WHAT THE TASK ASKS:
Pick up the text on Rademacher's integral transform method and the Rademacher–Apostol zeta function at its final line, and keep writing from there.

DOCUMENT:
In this section we display the elucidation of Rademacher’s integral transform method by showing the functional equation for the zeta function and the general ETF as developed in Rademacher [16] (for eta function) and also by Apostol [17] (for the Lambert series). The residual function in Theorem 1 is the corrected form of that of [17] in the form nearest to Apostol’s. This corrected form was first proved by Mikolás [36] (p. 106) and shortly thereafter by Iseki [14], both of whom treated the case $p\ge 1$. Then, as stated above, ref. [22] proved the Hecke functional equation in the case $p=1$ and Apostol [23] used the same method to treat the case $p>1$, without mentioning the RHB correspondence.

Toward the end we shall briefly explain the case of Krätzel [37].

Let $c\in \mathbb{N}$, $p\ge 1$ be an odd integer and let h be an integer such that $(h,c)=1$. Define the Rademacher–Apostol zeta function

$$Z_p(s,h)=\sum _{\mu ,\nu =1}^c{e}^{\frac{2\pi ih\mu \nu }{c}}\zeta \left(s,\frac{\mu }{c}\right)\zeta \left(s+p,\frac{\nu }{c}\right).$$

(6)

Let

$$g_p\left(x\right)=g_p\left(e^{2\pi i\frac{iz+h}{c}}\right)=\frac{1}{2\pi i}{\int }_{\left(\gamma \right)}\mathrm{\Gamma }\left(s\right)Z_p(s,h)c^{-1}{\left(2\pi cz\right)}^{-s}\mathrm{d}s,$$

(7)

be the Hecke gamma transform of $Z_p(s,h)$ as in [16] (1.14), where $\gamma >1$.

Theorem 1.

The zeta function $Z_p(s,h)$ satisfies the Hecke functional equation

$${\left(2\pi c\right)}^{-s-\frac{p-1}{2}}\mathrm{\Gamma }\left(s\right)Z_p(s,h)={\left(2\pi c\right)}^{s+\frac{p-1}{2}}{(-1)}^{\frac{p-1}{2}}\mathrm{\Gamma }(-s)Z_p(1-p-s,H),$$

(8)

PROVIDED RECORDS:
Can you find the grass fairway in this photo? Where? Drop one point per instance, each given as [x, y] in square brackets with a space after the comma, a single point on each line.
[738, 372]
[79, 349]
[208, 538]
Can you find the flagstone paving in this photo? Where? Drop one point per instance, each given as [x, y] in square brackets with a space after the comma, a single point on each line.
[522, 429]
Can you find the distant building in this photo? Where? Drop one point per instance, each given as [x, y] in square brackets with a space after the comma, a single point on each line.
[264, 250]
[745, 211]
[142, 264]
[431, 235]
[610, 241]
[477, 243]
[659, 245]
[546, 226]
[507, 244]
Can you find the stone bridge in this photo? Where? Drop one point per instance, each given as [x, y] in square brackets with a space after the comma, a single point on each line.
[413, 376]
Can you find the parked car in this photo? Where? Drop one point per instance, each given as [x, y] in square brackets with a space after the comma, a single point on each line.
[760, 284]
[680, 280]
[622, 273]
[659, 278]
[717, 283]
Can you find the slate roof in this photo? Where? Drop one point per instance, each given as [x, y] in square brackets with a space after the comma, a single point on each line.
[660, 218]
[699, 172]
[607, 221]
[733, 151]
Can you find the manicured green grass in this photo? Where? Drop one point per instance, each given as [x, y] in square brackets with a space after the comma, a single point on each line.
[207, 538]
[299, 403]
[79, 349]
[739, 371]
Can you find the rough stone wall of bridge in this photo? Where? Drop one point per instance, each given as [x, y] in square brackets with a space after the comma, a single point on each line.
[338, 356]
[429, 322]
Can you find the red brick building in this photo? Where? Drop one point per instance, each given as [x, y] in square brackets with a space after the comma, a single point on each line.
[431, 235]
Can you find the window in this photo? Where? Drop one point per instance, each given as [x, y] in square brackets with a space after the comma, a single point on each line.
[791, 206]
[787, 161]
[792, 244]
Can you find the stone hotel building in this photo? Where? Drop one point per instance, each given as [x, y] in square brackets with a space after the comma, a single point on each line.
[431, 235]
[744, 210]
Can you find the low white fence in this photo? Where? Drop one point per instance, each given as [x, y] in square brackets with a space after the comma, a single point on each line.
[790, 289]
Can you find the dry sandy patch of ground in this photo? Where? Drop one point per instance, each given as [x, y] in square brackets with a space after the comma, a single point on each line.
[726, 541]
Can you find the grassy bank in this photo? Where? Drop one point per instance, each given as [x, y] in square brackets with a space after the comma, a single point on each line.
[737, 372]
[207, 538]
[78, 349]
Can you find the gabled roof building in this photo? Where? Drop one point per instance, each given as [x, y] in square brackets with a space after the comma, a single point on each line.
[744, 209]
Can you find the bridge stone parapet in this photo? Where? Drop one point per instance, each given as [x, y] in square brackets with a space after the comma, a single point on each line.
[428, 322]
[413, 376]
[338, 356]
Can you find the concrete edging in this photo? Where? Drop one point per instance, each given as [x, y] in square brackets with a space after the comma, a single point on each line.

FINAL ANSWER:
where H is an integer such that

$$hH\equiv -1modc.$$

(9)

The Lambert series (7) satisfies the transformation formula

$$g_p\left(e^{2\pi i\frac{iz+h}{c}}\right)=g_p\left(e^{2\pi i\frac{i{z}^{-1}+H}{c}}\right)+{\mathrm{P}}_p\left(z\right),$$

(10)

where

$$\begin{array}{cc}\hfill {\mathrm{P}}_p\left(z\right)& ={\mathrm{Res}}_{s=-p,\cdots ,0,1}\mathrm{\Gamma }\left(s\right)Z_p(s,h)c^{-p}{\left(2\pi cz\right)}^{-s}\hfill \\ \hfill & =\frac{-1}{2(p+1)!}{\left(\frac{2\pi z}{c}\right)}^p{B}_{p+1}+\frac{{(-1)}^{\frac{p-1}{2}}}{2(p+1)!}{\left(\frac{2\pi }{c}\right)}^p{z}^{-1}{B}_{p+1}\hfill \\ \hfill & +\frac{-i{\left(2\pi i\right)}^p}{2\left(p\right)!}{s}_{p,1}(c,h)+\frac{1}{2}{\delta }_{p,1}loga+\frac{1}{2}\left(1-{(-1)}^{\frac{p-1}{2}}\right)\zeta \left(p\right)\hfill \\ \hfill & +\sum _{r=2}^p\frac{{(-1)}^r}{r!}{\left(2\pi z\right)}^{r-1}\frac{-{\left(2\pi i\right)}^{p+1-r}}{2(p+1-r)!}{s}_{p,r}(c,h),\hfill \end{array}$$

(11)

and where ${\delta }_{p,1}$ is the Kronecker symbol.

Proof. 

We combine the Hurwitz Formula (12) and the base change Formula (13) with $f={\chi }_{\mu }$ to deduce (14): The Hurwitz formula (i.e., the functional equation for the Hurwitz zeta function): for $\sigma >1,0<x\le 1$,

$$\zeta (1-s,x)=\frac{\mathrm{\Gamma }\left(s\right)}{{\left(2\pi \right)}^s}\left(e^{-\frac{\pi is}{2}}{\mathit{\ell }}_s\left(x\right)+e^{\frac{\pi is}{2}}{\mathit{\ell }}_s(1-x)\right).$$

(12)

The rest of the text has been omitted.